Görevler:
**A.** Aşağıdaki üç ifadenin belgeyle uyuşup uyuşmadığını belirtin. Her biri için evet ya da hayır deyin ve kararı veren sözleri belgeden aynen aktarın.
(i) Güzel, olumlu ve yüreklendiren sözler duymak istemek sağlıklı ve Müslümanca bir tutumdur.
(ii) Yazar, yemek ve giyinmenin hiçbir zaman abartılmadığını düşünür.
(iii) Dağlım'ın üzerinde kırmızı bir elbise vardı.
**B.** Belgede anlatıcı, göğsündeki özlemi neye benzetiyor?

İnsan yerine konulmanın; güzel, olumlu, yüreklendiren sözler duymanın derdindeyiz. Sağlıklı ve Müslümanca olanı da budur. Bunları isteyelim, talep edelim… Ancak şunu da hiç unutmayalım: Bunları düşünen ve dile getiren, bu elbiseyi önce kendi giyecek, bu şurubu önce kendi içecek. Başkalarına söylemek, başkalarını beğenmemek basitliğine düşmeyecek.

&&&

Yemek ve giyinmek için harcadığımız zaman, emek, para… Bunlar için yapılan konuşmalar, dertlenmeler… Yediklerimiz ve giydiklerimiz üzerinden ‘hava’ basmalar, çalım satmalar… Temiz ve helalinden yemenin, güzel ve uygununu giymenin gerekliliğine de inanıyorum da bu iki kadim eylem/gereksinimin çoğu zaman abartıldığı düşünüyorum.

&&&

Orada öylece gösterişsiz, hatta çekingen, uzun bir yürüyüş yorgunu gibi oturuyordum. Özlemek yorgunuydum. Özlemek camdan bir çiviydi göğsümde. Çıkarmak istemiyordum. Çıkaramıyordum. Çıkarır gibi olduğumda daha da acıyordu kalbim. Dağlımdı. Özlemdi. Aşktı. Adını bilmediğim bir kralın, tebessüm ve merhamet dağıtan kızıydı. Prensesti. Masalımdı. Uzaktan gördüğümde nefesim kesilir gibi olmuş, ayların hüznü gözlerime hücum etmişti. Dağlım, elinde ne varsa hepsini fırlatmış bana doğru koşuyordu. Ağlamak istemiyor fakat ağlıyordum. Ne zaman yanıma ulaştı, ne zaman sarıldık, o halde ne kadar kaldık bilmiyorum. Üzerinde gök mavisi bir elbise vardı, ben “sevgiye” ben “merhamete” ben “gökyüzüne” sarılıyordum.

Ham veriler:

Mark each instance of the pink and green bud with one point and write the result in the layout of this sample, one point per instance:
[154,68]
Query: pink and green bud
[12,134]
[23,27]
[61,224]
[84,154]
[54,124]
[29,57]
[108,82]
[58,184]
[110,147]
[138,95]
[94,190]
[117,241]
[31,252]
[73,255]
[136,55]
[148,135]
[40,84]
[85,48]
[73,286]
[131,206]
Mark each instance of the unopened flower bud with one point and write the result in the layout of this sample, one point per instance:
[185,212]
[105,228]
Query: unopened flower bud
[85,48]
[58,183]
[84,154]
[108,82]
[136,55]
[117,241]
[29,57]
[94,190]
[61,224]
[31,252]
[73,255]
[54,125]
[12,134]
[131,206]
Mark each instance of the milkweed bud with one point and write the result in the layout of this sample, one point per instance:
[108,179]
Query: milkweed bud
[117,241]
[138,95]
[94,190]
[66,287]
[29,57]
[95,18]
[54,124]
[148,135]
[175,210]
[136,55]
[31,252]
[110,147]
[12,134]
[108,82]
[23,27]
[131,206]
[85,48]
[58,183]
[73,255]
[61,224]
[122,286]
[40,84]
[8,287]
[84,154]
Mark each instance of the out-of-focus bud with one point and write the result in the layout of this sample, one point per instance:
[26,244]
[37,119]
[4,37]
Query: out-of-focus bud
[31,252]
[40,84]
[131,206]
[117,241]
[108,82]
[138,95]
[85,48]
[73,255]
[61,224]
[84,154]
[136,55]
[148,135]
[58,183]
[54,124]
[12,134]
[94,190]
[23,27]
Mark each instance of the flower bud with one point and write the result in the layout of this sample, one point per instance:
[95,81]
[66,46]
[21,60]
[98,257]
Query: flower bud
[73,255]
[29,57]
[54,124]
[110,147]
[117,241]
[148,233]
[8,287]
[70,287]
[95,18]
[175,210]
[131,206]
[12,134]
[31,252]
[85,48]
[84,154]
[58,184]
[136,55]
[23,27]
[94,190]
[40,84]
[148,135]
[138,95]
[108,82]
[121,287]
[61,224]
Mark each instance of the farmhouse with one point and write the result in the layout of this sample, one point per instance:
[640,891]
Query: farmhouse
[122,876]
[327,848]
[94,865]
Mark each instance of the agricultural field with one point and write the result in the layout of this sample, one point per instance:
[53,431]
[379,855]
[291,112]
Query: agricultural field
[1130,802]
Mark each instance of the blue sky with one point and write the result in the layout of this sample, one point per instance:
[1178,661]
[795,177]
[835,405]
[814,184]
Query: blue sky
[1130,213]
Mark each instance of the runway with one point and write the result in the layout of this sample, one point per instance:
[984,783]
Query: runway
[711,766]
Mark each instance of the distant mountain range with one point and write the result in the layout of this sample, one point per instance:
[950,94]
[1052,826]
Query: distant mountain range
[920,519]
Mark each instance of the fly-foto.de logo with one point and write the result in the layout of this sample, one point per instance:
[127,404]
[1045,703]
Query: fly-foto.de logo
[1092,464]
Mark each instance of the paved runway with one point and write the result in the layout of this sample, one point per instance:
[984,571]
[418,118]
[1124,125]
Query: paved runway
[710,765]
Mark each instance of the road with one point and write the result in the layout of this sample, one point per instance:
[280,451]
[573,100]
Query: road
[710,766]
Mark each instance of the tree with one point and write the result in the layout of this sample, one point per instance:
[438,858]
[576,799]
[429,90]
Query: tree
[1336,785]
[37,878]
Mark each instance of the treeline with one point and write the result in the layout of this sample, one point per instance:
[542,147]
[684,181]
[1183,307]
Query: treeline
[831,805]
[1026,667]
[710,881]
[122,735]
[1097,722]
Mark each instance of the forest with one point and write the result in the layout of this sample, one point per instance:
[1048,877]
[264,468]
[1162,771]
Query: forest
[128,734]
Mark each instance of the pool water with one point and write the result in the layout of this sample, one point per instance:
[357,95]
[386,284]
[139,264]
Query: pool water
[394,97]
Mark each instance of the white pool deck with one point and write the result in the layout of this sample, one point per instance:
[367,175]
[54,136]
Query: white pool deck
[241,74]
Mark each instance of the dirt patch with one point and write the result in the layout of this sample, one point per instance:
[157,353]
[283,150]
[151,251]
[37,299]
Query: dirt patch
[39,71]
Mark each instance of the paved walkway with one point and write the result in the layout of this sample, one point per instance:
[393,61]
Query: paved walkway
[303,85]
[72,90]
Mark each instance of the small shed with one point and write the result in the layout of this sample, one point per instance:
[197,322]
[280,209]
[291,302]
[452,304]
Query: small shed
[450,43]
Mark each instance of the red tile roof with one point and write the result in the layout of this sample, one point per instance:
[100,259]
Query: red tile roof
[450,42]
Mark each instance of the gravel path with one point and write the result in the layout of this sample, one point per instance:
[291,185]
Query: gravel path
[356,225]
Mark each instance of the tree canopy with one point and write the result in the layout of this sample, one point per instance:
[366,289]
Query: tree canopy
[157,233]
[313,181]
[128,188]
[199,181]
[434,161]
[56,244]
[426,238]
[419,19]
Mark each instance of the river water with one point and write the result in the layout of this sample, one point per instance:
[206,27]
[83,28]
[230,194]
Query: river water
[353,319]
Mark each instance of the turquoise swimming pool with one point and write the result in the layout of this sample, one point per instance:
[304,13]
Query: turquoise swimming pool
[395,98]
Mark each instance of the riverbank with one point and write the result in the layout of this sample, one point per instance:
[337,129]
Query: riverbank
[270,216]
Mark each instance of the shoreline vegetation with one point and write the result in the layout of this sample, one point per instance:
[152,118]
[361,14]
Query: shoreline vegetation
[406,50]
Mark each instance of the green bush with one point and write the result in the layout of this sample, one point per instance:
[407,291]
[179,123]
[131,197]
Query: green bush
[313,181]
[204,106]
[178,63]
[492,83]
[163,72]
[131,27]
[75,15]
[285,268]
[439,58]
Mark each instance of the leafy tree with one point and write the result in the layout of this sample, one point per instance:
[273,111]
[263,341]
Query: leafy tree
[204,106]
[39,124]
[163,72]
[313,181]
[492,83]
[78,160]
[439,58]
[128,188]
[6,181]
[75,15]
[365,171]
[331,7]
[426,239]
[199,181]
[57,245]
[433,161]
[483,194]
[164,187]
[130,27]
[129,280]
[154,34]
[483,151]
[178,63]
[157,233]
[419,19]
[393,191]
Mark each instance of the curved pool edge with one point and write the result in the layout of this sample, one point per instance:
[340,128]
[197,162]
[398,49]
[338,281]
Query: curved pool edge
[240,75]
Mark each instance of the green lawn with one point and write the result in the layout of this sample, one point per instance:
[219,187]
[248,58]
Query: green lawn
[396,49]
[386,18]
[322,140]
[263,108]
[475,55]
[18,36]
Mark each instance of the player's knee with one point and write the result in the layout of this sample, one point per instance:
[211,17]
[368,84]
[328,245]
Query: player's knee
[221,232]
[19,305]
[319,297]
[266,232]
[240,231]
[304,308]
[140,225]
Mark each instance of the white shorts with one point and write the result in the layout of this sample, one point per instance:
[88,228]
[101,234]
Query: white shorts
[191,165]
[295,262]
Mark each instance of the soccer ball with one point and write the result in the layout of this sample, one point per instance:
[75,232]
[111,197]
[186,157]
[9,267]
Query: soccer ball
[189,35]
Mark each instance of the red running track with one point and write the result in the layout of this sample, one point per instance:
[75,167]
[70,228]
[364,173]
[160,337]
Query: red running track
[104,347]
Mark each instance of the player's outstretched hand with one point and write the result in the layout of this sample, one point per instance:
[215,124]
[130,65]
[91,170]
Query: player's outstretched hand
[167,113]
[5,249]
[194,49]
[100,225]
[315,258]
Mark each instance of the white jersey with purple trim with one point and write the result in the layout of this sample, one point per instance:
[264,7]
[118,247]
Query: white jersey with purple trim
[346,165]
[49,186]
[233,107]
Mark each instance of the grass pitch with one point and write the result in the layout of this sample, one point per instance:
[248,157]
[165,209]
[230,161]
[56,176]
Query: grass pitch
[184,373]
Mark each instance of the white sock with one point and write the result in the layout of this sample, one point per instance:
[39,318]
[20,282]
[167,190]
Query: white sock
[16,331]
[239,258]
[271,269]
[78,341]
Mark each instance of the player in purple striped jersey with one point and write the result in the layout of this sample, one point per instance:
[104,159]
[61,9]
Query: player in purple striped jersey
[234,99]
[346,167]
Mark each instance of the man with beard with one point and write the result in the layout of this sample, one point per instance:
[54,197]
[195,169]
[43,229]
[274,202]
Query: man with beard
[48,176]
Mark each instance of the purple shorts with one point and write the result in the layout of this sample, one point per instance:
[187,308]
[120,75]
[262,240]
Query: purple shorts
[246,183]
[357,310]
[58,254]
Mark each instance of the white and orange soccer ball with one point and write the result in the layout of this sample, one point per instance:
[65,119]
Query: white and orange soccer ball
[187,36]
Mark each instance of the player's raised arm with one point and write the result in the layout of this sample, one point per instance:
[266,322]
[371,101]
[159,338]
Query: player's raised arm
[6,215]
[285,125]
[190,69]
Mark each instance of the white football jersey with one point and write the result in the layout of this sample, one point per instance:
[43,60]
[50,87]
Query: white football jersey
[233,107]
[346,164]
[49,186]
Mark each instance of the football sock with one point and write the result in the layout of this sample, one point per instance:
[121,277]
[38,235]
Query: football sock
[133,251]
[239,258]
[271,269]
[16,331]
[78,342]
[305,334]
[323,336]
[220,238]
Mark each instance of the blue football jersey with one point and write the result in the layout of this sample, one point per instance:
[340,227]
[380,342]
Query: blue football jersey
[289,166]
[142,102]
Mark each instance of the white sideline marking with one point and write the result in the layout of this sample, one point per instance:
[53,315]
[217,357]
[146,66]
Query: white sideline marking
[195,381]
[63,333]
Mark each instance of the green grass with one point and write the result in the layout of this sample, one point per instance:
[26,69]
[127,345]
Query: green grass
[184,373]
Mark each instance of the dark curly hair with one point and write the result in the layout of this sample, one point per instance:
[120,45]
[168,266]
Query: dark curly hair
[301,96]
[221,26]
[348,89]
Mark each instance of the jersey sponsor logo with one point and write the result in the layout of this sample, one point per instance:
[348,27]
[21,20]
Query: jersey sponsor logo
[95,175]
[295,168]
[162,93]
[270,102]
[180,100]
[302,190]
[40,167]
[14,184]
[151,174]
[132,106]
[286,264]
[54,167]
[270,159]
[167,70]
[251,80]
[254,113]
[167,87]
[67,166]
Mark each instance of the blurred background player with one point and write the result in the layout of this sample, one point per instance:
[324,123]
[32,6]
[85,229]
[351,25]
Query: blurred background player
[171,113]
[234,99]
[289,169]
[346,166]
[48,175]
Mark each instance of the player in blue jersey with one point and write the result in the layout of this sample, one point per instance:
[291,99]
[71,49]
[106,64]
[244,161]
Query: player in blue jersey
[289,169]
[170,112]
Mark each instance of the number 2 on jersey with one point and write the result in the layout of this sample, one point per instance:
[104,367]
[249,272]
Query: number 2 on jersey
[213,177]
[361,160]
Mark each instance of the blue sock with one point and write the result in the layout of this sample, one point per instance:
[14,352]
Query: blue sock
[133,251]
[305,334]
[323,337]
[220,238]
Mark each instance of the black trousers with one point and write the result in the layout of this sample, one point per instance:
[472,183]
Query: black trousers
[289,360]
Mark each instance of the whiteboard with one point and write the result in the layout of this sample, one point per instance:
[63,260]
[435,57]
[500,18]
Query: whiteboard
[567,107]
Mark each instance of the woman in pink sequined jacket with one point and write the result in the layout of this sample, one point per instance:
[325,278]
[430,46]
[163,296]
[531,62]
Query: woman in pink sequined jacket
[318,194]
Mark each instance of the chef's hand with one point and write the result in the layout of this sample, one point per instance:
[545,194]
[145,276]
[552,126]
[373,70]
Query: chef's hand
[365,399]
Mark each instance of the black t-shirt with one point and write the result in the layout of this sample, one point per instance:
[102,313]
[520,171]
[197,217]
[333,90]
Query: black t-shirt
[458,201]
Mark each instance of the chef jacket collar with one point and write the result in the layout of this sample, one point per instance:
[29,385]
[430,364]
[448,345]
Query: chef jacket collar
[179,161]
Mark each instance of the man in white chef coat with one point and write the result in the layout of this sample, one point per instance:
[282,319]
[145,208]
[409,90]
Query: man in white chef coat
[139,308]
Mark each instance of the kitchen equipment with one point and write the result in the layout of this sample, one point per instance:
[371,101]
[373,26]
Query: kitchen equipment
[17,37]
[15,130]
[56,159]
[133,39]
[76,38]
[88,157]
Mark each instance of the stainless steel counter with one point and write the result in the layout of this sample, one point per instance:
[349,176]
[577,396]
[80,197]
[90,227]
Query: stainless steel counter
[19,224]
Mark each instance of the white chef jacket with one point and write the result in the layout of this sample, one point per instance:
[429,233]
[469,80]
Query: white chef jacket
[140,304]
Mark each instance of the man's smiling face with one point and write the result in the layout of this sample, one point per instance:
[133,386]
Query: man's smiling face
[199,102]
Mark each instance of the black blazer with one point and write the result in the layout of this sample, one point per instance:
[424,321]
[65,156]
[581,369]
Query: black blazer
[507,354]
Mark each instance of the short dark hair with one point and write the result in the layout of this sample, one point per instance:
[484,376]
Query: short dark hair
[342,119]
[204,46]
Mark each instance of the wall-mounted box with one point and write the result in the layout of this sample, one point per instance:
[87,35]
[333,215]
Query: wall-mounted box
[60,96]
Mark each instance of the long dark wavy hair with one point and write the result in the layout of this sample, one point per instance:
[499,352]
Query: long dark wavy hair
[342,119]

Görevlerin yanıtları:
**A.**
(i) Evet: “Sağlıklı ve Müslümanca olanı da budur.”
(ii) Hayır: “bu iki kadim eylem/gereksinimin çoğu zaman abartıldığı düşünüyorum.”
(iii) Hayır: “Üzerinde gök mavisi bir elbise vardı”

**B.** Camdan bir çiviye.